I was recently asked to talk a little about how I, as a careers and employability educator at a large public university, view employability. What does employability mean, why is it a challenge for students, and what might a university do to help them? It prompted me to think carefully about my ideas and practice and try to articulate my “curricular vision” of careers and employability learning. This is what I said.

What is this thing, employability?

Like a number of other higher education careers professionals, I am dissatisfied with the common understanding of employability as little more than a list of skills that employers or policy-makers tell us are essential in the world of work. Aside from the fact that what employers say they want and what they prioritise in reality can be quite different, this view of employability neglects several important factors that affect a persons’s ability to secure decent work.

Some key factors that influence employability are:

  • dispositional traits, such as conscientiousness or openness to experience
  • characteristic adaptations, which describe how someone changes their behaviour or attitudes in response to their experiences
  • life stories, which make sense of and give meaning to a person’s past, present, and future.

In addition to these individual factors, employability is contextual and relational. Contextual because the ability to secure decent work is influenced by external factors such as labour markets, recruitment practices, and socio-economic conditions. Relational, because work is an inherently social act. A person’s professional identity is influenced by their positioning in their personal and professional networks and their ability to fit themselves to the social and cultural norms of their professional communities.

Why is employability such a challenge?

The most significant barriers to employability for university students relate to contextual factors. Graduates are entering competitive labour markets and can face serious difficulties balancing their obligations to their family and community with the expectations or conditions of the available job opportunites. Many students experience economic and social marginalisation, up to and including outright discrimination, which in addition to being actual barriers to employment, can negatively impact their sense of self efficacy, optimism, and personal agency.
# # # # # # #
* **What you need to do**:
a – Decide whether each statement agrees with the text on employability: (i) the author works at a small private college; (ii) employability is described as relational because work is an inherently social act; (iii) contextual factors are named as the most significant barriers to employability for university students. Answer yes or no for each, quoting the deciding words of the text.
b – Which two dispositional traits does the text on employability give as examples?
c – Write the next part of the text on employability, picking up after its final sentence.

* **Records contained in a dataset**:
# # # # # # #
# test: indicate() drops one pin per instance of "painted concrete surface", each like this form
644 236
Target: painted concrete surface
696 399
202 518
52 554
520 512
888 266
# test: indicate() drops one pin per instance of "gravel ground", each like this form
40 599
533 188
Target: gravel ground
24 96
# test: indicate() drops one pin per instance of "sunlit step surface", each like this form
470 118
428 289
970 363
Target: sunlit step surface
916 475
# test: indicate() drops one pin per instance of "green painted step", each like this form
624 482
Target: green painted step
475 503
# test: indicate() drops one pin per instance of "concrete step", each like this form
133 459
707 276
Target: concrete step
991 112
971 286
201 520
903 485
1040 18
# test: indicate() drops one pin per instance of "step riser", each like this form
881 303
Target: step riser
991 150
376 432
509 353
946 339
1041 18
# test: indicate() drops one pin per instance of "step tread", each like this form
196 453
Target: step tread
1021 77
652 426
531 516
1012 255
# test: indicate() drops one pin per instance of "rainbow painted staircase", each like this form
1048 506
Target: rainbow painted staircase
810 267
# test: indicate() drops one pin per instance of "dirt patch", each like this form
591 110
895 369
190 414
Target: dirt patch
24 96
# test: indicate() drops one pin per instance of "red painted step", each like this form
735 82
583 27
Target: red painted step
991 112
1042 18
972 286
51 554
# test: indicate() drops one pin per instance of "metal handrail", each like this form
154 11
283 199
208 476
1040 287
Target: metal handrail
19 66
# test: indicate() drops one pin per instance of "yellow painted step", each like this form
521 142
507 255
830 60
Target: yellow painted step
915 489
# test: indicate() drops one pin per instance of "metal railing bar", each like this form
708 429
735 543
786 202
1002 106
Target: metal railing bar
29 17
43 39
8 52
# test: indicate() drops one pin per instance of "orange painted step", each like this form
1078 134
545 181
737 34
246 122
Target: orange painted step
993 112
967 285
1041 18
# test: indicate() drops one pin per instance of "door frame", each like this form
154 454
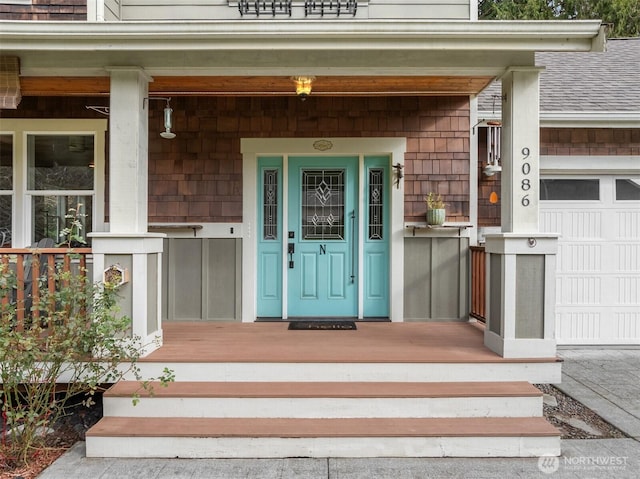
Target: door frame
252 148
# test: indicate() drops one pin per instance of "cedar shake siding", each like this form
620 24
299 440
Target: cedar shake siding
50 10
197 177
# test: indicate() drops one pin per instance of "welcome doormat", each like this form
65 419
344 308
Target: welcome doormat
322 325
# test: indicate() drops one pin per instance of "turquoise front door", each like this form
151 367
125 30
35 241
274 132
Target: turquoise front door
322 237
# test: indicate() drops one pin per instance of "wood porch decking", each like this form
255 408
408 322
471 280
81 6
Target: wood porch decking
372 342
383 390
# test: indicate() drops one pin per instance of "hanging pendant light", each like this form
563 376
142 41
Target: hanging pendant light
167 133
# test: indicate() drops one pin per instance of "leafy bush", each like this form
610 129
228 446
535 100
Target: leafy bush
73 337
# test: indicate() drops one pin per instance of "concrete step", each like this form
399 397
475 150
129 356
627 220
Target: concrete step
359 437
533 371
325 400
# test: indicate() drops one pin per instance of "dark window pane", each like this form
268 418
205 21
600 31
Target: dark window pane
323 204
60 162
570 190
52 214
270 205
628 190
376 203
5 220
6 162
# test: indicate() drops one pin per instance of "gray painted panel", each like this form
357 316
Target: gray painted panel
165 280
185 265
221 292
436 275
495 294
152 292
201 279
445 278
530 296
417 278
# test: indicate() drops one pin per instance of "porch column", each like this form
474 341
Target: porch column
128 247
521 259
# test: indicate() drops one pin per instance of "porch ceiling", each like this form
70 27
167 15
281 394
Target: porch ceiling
265 85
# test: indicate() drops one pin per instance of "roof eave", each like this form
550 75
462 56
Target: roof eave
588 35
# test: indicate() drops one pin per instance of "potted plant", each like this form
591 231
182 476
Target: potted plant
435 209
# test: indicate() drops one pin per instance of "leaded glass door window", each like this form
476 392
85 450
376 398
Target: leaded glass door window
323 209
322 237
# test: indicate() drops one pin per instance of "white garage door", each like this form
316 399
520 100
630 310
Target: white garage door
598 273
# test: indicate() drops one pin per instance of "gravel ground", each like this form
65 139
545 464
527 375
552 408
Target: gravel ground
574 419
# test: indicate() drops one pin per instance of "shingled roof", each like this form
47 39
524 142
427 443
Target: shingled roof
585 82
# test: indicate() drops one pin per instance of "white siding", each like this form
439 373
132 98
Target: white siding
112 10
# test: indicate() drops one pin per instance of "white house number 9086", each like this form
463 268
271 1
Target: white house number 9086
525 184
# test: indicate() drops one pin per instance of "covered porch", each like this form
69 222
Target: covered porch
383 390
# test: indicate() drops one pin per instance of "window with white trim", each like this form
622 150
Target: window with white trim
55 172
628 189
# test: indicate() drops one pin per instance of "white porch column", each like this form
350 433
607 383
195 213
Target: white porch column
521 260
128 245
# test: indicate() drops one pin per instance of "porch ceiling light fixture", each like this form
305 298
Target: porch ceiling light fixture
303 86
494 148
167 133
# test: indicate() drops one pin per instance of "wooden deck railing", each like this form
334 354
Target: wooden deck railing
478 283
35 269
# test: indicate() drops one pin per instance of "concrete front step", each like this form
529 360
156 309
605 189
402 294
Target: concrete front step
326 400
373 437
533 371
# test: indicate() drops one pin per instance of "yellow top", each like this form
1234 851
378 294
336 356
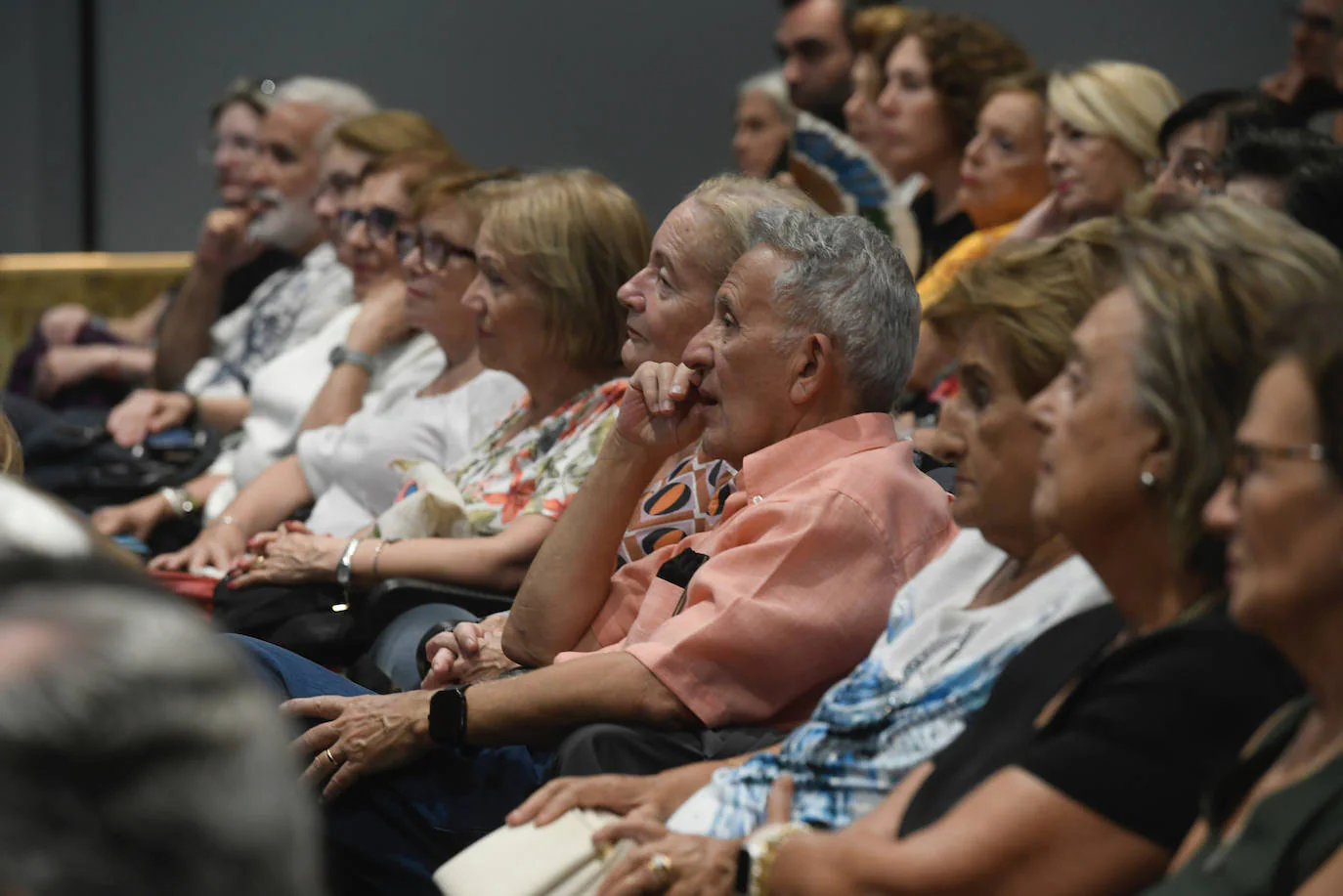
# # # # # # #
* **Task-by-task results**:
a –
(i) No: "at a large public university"
(ii) Yes: "Relational, because work is an inherently social act."
(iii) Yes: "The most significant barriers to employability for university students relate to contextual factors."

b – Conscientiousness and openness to experience.

c –
But an equally significant barrier is students’ limited ability to reflect on and articulate their career decisions, values, interests, skills, or goals. This lack of reflective ability is a barrier to effective decision-making and planning, as it means that a students’ biases, blind spots, and anxieties are left to run riot in the subconscious, rather than being brought into the light, confronted, and managed. Furthermore, the inability to articulate a coherent career story and vocational identity to others is a significant barrier to successful job applications and professional networking, where a strong sense of purpose and intention can make a lasting positive impression.

What can a university do to help students develop their employability?

The evidence that careers education has a positive impact on students is strong. I and my colleagues are passionate about helping students navigate the challenging and uncertain process that is university education. We do this in many ways, but there are a couple of approaches that are particularly important.

The first of these is Ruth Bridgstock’s model of connectedness learning, which promotes professional networking and socially based learning as a way to help learners develop adaptive identities and increase their agency. Universities can help students become connected by prioritising broad and deep engagement with industry, employers, and professional mentors. When I was in the careers and employability team at La Trobe, we made an undertaking to include an employer or professional association in as many events and activities as we could, encourage our students into internships and entrepreneurship and innovation challenges, and to broker curricular collaboration between industry and academics. In addition to the specific job and networking opportunities that emerged from these efforts, we observed that the frequent and friendly exposure to employers reduced students’ anxiety and increased their career optimism and self-efficacy.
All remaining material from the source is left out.